[Start RECORDS TO PROCESS]

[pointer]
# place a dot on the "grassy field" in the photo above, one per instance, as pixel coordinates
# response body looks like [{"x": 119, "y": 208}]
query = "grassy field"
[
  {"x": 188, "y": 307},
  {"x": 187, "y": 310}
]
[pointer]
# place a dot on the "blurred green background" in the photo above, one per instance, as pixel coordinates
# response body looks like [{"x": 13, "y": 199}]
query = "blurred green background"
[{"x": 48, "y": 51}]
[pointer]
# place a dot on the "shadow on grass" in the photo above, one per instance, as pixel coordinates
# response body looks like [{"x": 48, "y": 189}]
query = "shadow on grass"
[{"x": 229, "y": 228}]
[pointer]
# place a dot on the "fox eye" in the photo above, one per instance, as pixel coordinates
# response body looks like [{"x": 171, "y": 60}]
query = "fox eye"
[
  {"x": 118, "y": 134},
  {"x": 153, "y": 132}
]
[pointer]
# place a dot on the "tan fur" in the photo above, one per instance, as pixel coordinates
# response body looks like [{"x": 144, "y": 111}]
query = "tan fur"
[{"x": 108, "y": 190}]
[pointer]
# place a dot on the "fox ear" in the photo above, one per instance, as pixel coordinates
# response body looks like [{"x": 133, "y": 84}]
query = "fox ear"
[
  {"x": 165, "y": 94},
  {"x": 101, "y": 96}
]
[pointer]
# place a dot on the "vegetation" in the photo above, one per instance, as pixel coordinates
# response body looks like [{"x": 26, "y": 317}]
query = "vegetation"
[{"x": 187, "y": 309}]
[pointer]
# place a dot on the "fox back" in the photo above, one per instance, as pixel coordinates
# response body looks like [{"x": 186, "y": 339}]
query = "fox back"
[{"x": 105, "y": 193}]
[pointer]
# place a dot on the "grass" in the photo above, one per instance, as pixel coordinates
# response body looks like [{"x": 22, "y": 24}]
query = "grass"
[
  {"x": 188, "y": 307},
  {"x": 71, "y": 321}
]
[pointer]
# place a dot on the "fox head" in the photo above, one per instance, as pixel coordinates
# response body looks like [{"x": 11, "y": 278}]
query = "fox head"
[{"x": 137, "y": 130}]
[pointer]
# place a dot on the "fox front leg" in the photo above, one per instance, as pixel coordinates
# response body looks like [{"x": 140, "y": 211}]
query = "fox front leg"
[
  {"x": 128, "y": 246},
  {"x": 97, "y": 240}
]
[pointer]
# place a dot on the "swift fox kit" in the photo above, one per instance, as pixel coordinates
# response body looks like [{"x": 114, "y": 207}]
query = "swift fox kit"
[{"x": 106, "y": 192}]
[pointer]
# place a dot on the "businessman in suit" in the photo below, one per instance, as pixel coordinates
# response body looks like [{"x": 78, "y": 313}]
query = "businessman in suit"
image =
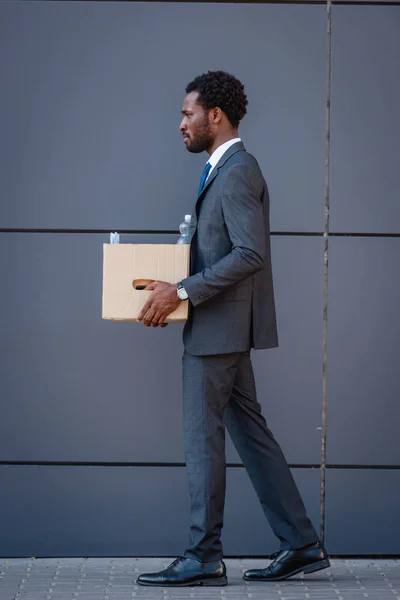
[{"x": 231, "y": 310}]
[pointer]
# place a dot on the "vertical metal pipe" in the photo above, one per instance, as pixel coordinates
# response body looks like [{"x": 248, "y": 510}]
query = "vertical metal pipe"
[{"x": 326, "y": 244}]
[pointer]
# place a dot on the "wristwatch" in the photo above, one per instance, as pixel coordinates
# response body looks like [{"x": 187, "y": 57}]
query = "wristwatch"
[{"x": 182, "y": 293}]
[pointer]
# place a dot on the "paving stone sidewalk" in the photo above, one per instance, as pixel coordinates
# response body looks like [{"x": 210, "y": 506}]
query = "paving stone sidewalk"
[{"x": 115, "y": 579}]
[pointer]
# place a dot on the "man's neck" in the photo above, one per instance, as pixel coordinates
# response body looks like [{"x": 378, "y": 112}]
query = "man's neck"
[{"x": 222, "y": 139}]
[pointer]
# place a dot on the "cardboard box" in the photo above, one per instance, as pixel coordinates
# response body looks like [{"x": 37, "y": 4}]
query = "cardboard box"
[{"x": 127, "y": 268}]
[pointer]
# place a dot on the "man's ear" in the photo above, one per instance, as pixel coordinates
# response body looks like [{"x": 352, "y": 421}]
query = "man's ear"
[{"x": 216, "y": 115}]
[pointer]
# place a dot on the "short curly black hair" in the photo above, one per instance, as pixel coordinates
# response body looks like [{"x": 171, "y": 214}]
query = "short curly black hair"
[{"x": 217, "y": 88}]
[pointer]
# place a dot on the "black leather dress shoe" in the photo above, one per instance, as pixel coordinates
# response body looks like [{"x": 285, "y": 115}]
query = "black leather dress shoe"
[
  {"x": 187, "y": 572},
  {"x": 291, "y": 562}
]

[End RECORDS TO PROCESS]

EXERCISE BRIEF: Reproduce the material in full, word for word, and omit the pictures.

COMPLETED TASK:
[pointer]
# place a dot on the "grassy field" in the photo above, one per instance, as pixel coordinates
# response body looks like [{"x": 119, "y": 208}]
query = "grassy field"
[
  {"x": 188, "y": 307},
  {"x": 187, "y": 310}
]
[pointer]
# place a dot on the "blurred green background" in the photo above, one per instance, as pixel coordinates
# response body looks like [{"x": 13, "y": 199}]
query = "blurred green background"
[{"x": 48, "y": 51}]
[pointer]
# place a dot on the "shadow on grass" in the photo above, one per instance, as pixel coordinates
# response body looks like [{"x": 48, "y": 189}]
query = "shadow on grass"
[{"x": 229, "y": 228}]
[pointer]
# place a dot on the "fox eye" in the photo above, one per instance, as pixel coordinates
# response body looks like [{"x": 171, "y": 60}]
query = "fox eye"
[
  {"x": 118, "y": 134},
  {"x": 153, "y": 132}
]
[pointer]
# place a dot on the "tan fur" in the photo above, one per instance, as pixel coordinates
# response body looks like [{"x": 144, "y": 111}]
query = "tan fur"
[{"x": 108, "y": 190}]
[pointer]
# place a dot on the "fox ear" in the photo above, one per instance, as pixel coordinates
# response body looks like [{"x": 133, "y": 84}]
query = "fox ear"
[
  {"x": 165, "y": 94},
  {"x": 101, "y": 96}
]
[pointer]
# place a dot on the "vegetation" in the photo above, one per instance, as pixel coordinates
# response body looks like [{"x": 26, "y": 317}]
query = "vegetation"
[{"x": 187, "y": 309}]
[pointer]
# place a dot on the "fox back" in the photo above, one per instance, as pixel coordinates
# response body looks like [{"x": 186, "y": 339}]
query = "fox back"
[{"x": 105, "y": 193}]
[pointer]
# place a dot on the "grass" in the photo above, one per instance, as pixel coordinates
# response body looks like [{"x": 22, "y": 24}]
query = "grass"
[
  {"x": 188, "y": 307},
  {"x": 71, "y": 321}
]
[pointer]
# place a dot on the "fox head" in the photo above, one per instance, as pixel coordinates
# response body looks like [{"x": 11, "y": 278}]
query = "fox head"
[{"x": 137, "y": 130}]
[pointer]
# place a dot on the "fox front leg" in the photo above, one per instance, as pixel coordinates
# response body looks like [{"x": 140, "y": 211}]
query = "fox front leg"
[
  {"x": 128, "y": 246},
  {"x": 97, "y": 240}
]
[pointer]
# place a dot on the "swift fox kit" in the photo above, one per instance, as pixel coordinates
# response body looks like [{"x": 114, "y": 207}]
query = "swift fox kit"
[{"x": 106, "y": 192}]
[pointer]
# place a dot on the "businessman in suit" in the photo below, one per instance, as pixel coordinates
# response body looks like [{"x": 78, "y": 313}]
query = "businessman in suit"
image =
[{"x": 231, "y": 310}]
[pointer]
# place a dot on the "vertical metal pipe" in the photo above, one per instance, as pixel coordinates
# response body looks like [{"x": 248, "y": 510}]
query = "vertical metal pipe"
[{"x": 326, "y": 244}]
[pointer]
# place a dot on the "wristwatch" in the photo above, one per instance, as pixel coordinates
# response body looks like [{"x": 187, "y": 57}]
query = "wristwatch"
[{"x": 182, "y": 293}]
[pointer]
# place a dot on the "paving stone sidewalk" in the photo above, one per instance, as pixel coordinates
# response body looks like [{"x": 210, "y": 506}]
query = "paving stone sidewalk"
[{"x": 115, "y": 579}]
[pointer]
# place a dot on the "man's neck" in the photo above, one per instance, as pixel coordinates
# response body looks like [{"x": 378, "y": 112}]
query = "man's neck"
[{"x": 222, "y": 139}]
[pointer]
# place a dot on the "cardboard box" in the photo above, one per instance, as pixel coordinates
# response body looks like [{"x": 37, "y": 4}]
query = "cardboard box"
[{"x": 127, "y": 268}]
[pointer]
# place a dot on the "man's ear" in the photo above, one per instance, as pixel coordinates
# response body looks like [{"x": 352, "y": 421}]
query = "man's ear"
[{"x": 216, "y": 115}]
[pointer]
# place a dot on the "short curly black hair" in the photo above, one per instance, as pixel coordinates
# response body looks like [{"x": 171, "y": 214}]
query = "short curly black hair"
[{"x": 217, "y": 88}]
[pointer]
# place a dot on the "black leather dress shoe" in the photo above, one per instance, as pixel coordinates
# response body looks like [{"x": 285, "y": 115}]
query = "black leather dress shoe"
[
  {"x": 187, "y": 572},
  {"x": 291, "y": 562}
]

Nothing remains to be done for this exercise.